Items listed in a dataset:
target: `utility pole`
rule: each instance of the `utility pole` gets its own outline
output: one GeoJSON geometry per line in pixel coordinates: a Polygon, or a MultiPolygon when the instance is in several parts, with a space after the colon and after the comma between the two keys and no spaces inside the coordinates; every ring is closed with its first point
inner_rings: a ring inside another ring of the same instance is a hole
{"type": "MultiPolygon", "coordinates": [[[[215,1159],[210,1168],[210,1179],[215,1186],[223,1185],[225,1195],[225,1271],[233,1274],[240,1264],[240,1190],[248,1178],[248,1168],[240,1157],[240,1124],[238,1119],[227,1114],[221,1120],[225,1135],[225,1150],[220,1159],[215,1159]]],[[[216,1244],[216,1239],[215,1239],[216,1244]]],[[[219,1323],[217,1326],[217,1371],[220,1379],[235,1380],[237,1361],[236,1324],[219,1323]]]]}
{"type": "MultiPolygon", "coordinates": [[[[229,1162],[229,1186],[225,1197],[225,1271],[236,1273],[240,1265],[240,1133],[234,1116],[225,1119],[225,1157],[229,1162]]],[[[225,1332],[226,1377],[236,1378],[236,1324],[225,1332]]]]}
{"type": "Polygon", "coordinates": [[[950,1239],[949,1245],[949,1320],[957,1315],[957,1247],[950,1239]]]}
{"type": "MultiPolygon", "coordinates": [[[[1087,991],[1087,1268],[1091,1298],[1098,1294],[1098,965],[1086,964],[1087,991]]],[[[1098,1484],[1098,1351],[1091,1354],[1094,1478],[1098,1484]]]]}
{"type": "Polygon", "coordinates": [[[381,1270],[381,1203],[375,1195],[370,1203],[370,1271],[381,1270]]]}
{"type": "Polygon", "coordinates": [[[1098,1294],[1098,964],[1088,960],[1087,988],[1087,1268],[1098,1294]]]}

- **Directions**:
Retype all of the data exactly. Leave nothing out.

- **Response**:
target: `utility pole`
rule: each instance of the `utility pole` gets its own outline
output: one GeoJSON geometry per line in pixel coordinates: a Polygon, or a MultiPolygon when the instance is in several parts, with a space after the colon and after the comma between the two keys and no spaces inside the coordinates; every ring is closed with its first point
inner_rings: a ring inside another ring of the same instance is a hole
{"type": "MultiPolygon", "coordinates": [[[[215,1159],[210,1168],[210,1179],[215,1186],[223,1185],[225,1195],[225,1271],[233,1274],[240,1264],[240,1190],[248,1178],[248,1168],[240,1157],[240,1124],[238,1119],[227,1114],[221,1120],[225,1135],[225,1150],[220,1159],[215,1159]]],[[[216,1244],[216,1239],[215,1239],[216,1244]]],[[[219,1323],[217,1326],[217,1371],[220,1379],[235,1380],[237,1361],[236,1324],[219,1323]]]]}
{"type": "MultiPolygon", "coordinates": [[[[229,1162],[229,1186],[225,1197],[225,1271],[236,1273],[240,1265],[240,1133],[234,1116],[225,1119],[225,1157],[229,1162]]],[[[225,1332],[226,1377],[236,1378],[236,1324],[225,1332]]]]}
{"type": "Polygon", "coordinates": [[[950,1239],[949,1245],[949,1320],[957,1315],[957,1247],[950,1239]]]}
{"type": "MultiPolygon", "coordinates": [[[[1087,991],[1087,1268],[1091,1298],[1098,1294],[1098,965],[1086,964],[1087,991]]],[[[1098,1484],[1098,1351],[1091,1354],[1094,1478],[1098,1484]]]]}
{"type": "Polygon", "coordinates": [[[381,1270],[381,1203],[375,1195],[370,1203],[370,1271],[381,1270]]]}
{"type": "Polygon", "coordinates": [[[1098,1294],[1098,964],[1088,960],[1087,988],[1087,1268],[1098,1294]]]}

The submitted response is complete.